This illustrates that it is the underlying stream creation machinery that is expensive, although frankly the resulting call graph with profile annotations still feels wrong, as the profile package does not show up anywhere:

profile001

It's worth observing that createInputStreams precedes ComputeAndFilter in the source code and that the go profiler can get things wrong, https://github.com/golang/go/issues/41338. So more likely than not we should view these as part of the same problem. Clearly main.builfFilters.func1 is also this - it's the constructed filter function called by ComputeAndFilter.

Anyway, the profiler is not the issue here per se, but stream creation and filtering.

lars-t-hansen commented 1 week ago

Another dimension is that this was for a particularly long time period - four weeks. There will be a lot of records to filter and process, it's not insane that this can take a second or more.

lars-t-hansen commented 1 week ago

Compiling the filters as a set of closures - to avoid redundant filters - is not much of a winner, basically there will always be at least a couple, for the time span and probably a job, a user, or a host. The function call overhead eats up the winnings.

Basically:

the result from ReadSampleStreams with the same from/to date and host globber is invariant provided no new records have been added in the time window
the upper part of ComputeAndFilter ditto, it just computes attributes from the unfiltered records
the lower part of ComputeAndFilter applies the filter, which is much more likely to change from run to run

To prove that ReadSampleStreams would return the same value we need to prove (in the current implementation) that all files are cached, or (more generally) that all files have the same mtime as last time.

DATA.
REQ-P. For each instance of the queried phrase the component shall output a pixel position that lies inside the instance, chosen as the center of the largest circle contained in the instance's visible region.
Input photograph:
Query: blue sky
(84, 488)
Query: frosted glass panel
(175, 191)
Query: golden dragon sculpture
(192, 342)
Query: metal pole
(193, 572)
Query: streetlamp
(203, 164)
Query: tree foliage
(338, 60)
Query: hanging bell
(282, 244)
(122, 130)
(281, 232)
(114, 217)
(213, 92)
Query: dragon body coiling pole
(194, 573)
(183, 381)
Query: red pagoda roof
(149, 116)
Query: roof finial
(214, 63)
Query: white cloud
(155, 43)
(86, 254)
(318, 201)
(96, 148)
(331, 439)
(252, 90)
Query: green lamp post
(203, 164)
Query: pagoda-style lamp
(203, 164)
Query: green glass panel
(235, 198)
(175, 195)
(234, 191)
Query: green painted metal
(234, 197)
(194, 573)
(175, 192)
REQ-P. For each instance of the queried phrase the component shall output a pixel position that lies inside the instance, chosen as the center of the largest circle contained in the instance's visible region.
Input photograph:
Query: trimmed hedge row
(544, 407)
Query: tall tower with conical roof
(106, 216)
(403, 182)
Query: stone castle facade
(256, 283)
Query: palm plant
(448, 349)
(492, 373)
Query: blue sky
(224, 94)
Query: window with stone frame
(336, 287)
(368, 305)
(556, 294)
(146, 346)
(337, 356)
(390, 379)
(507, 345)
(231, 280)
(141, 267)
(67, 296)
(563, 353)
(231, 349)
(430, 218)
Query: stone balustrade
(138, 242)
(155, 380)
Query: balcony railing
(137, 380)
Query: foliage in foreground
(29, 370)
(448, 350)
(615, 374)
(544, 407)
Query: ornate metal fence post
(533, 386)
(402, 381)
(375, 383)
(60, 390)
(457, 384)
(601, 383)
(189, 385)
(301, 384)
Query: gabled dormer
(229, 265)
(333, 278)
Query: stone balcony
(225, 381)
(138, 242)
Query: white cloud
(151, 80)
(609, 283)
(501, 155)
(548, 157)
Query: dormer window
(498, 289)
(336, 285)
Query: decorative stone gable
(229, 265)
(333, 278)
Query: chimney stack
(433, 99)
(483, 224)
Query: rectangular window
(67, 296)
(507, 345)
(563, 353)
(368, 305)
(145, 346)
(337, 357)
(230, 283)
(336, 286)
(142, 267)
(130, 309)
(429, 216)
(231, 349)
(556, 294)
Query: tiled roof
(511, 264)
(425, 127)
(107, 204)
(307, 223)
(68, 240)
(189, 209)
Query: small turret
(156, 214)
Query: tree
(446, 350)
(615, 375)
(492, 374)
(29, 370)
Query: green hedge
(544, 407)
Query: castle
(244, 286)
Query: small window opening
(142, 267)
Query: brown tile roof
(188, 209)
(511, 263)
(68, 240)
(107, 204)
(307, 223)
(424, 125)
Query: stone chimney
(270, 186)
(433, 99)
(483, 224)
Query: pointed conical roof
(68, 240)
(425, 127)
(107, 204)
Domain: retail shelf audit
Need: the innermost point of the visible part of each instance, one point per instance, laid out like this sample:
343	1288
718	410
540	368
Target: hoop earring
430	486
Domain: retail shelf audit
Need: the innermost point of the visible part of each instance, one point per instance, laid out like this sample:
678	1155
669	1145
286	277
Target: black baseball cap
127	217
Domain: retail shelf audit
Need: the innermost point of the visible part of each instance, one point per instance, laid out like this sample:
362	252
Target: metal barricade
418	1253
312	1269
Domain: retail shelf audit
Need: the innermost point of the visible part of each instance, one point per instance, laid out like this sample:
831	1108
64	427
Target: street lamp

SET OF TASKS.
[1] Rewrite everything from "This illustrates that" down to "called by ComputeAndFilter." in the profiling discussion, changing "stream creation machinery" to "stream setup machinery".
[2] Carry the profiling discussion forward from the point where it stops.
The material has no connection to the profiling discussion.

ANSWERS PROVIDED.
[1]
This illustrates that it is the underlying stream setup machinery that is expensive, although frankly the resulting call graph with profile annotations still feels wrong, as the profile package does not show up anywhere:

profile001

It's worth observing that createInputStreams precedes ComputeAndFilter in the source code and that the go profiler can get things wrong, https://github.com/golang/go/issues/41338. So more likely than not we should view these as part of the same problem. Clearly main.builfFilters.func1 is also this - it's the constructed filter function called by ComputeAndFilter.

[2]
Additionally, there's probably a ceiling on how long it could take for a record to arrive, and if the "to" timestamp is more than - say - 30 minutes in the past, we could reuse a query.

Thus there could be a query cache and maybe some way of asking the db about whether there have been new data for some set of files involved in a query. This would remove all of the time for createInputStreams, and maybe 25% of the time for ComputeAndFilter, for a total of about half the running time. But maintaining the cache will be interesting, if there's cache pressure it will have to be purged.

lars-t-hansen commented 1 week ago

Another thing that would make sense here is amortisation. For the specific use case of heavy-users.py we're going to be running the exact same command except for the job number for a number of jobs. Being able to just ask for multiple profiles by job number would speed this process up because the input record set could be computed once and filtered multiple times, once for each job.

Another thing that would help the script (but not fix the problem per se) is to pass in a host filter - the hosts for the job are known from the initial jobs command (in fact right now it must be precisely one) and can be attached to the profile query. This should speed up the record ingestion a lot. Testing this, it turns out to be a massive winner: per-invocation time drops from 1.10s to about 0.08s.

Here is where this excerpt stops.